PASSAGE PROVIDED
- Opening Delimiter -
Not just child’s play
Study examines anti-obesity potential of schoolyard games
Not all games are alike when it comes to how many calories kids burn playing them. And not all are equally enjoyable to play. A study in the Journal of Pediatrics measured both energy expenditure and enjoyment in 30 schoolyard games. The findings offer a menu of games that could be played during gym and recess to address childhood obesity.
Researchers at Harvard-affiliated Children’s Hospital Boston and the University of Massachusetts at Amherst collaborated on the project. They selected the 30 games through focus groups with physical education teachers and then tested them on 28 third-graders in a large gymnasium.
“There’s a big push for more formal physical education in schools, but this game-type activity is also important,” says Voula Osganian, director of the Clinical Research Program at Children’s, associate professor of pediatrics at Harvard Medical School, and senior investigator on the study. “With nutrition and diet, we have the ability to be precise in our measures, but it’s hard to know how much energy children really expend during physical activity. What we wanted to see was a precise ‘dose’ of games.”
As the children played, their total energy expenditure was tracked with a portable metabolic analyzer that measured their oxygen consumption. An accelerometer measured how physically active each child was during the game. Immediately after each game, the children ranked their level of enjoyment on a visual scale showing happy, sad, and neutral faces.
- Closing Delimiter -
Text-to-region grounding data
- Opening Delimiter -
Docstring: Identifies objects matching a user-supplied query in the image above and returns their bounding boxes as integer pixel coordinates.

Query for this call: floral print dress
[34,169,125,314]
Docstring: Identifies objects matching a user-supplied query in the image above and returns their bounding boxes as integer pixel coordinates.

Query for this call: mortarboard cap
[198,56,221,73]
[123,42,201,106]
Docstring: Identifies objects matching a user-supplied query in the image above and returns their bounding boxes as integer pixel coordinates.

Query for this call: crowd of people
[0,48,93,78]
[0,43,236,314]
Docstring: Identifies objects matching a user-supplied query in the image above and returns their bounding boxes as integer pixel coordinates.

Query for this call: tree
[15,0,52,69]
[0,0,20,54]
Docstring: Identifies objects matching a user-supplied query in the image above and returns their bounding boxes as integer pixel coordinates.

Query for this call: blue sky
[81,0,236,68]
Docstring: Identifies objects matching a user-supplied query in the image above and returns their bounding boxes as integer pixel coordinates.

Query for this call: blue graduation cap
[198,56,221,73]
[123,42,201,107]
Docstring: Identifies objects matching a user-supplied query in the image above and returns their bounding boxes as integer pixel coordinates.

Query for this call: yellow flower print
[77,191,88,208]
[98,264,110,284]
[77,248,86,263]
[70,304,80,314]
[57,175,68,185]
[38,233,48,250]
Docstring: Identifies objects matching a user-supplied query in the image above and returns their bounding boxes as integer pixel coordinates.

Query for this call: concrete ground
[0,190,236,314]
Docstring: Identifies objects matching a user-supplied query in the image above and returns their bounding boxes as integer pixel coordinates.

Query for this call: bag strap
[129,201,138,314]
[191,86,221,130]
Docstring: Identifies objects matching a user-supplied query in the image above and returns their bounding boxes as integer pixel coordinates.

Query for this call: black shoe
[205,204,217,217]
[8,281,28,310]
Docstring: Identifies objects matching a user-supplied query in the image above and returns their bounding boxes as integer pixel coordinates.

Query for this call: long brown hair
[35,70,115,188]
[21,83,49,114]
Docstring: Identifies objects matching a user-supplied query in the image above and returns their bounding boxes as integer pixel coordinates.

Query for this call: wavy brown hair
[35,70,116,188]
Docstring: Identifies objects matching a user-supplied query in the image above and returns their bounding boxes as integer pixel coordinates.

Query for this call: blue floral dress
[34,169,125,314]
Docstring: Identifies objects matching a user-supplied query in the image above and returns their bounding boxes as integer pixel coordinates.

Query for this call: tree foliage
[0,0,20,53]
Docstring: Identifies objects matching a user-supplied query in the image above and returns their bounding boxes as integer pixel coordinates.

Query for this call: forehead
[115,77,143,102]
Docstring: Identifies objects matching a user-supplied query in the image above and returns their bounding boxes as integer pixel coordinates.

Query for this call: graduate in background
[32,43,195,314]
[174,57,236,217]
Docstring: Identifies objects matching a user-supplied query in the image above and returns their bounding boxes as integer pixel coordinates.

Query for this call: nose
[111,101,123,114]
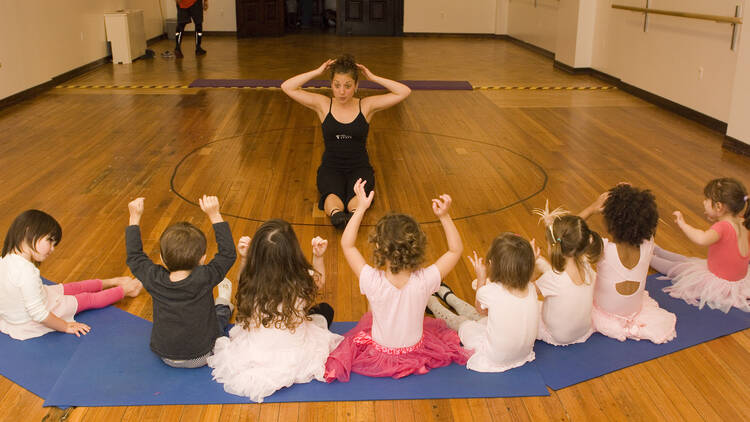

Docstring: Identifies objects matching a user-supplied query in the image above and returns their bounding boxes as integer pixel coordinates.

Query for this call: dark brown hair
[236,219,319,331]
[545,215,604,275]
[604,183,659,247]
[2,210,62,265]
[159,221,206,271]
[703,177,750,230]
[369,213,427,274]
[328,53,359,82]
[487,232,534,290]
- Closing Delimiter -
REQUIREMENT
Reproduce the stretch from "As the children" through "and neutral faces." of the passage on schoolyard games, substituting "oxygen intake" for "oxygen consumption".

TASK OUTPUT
As the children played, their total energy expenditure was tracked with a portable metabolic analyzer that measured their oxygen intake. An accelerometer measured how physically active each child was during the game. Immediately after each game, the children ranked their level of enjoyment on a visual scale showing happy, sad, and neutral faces.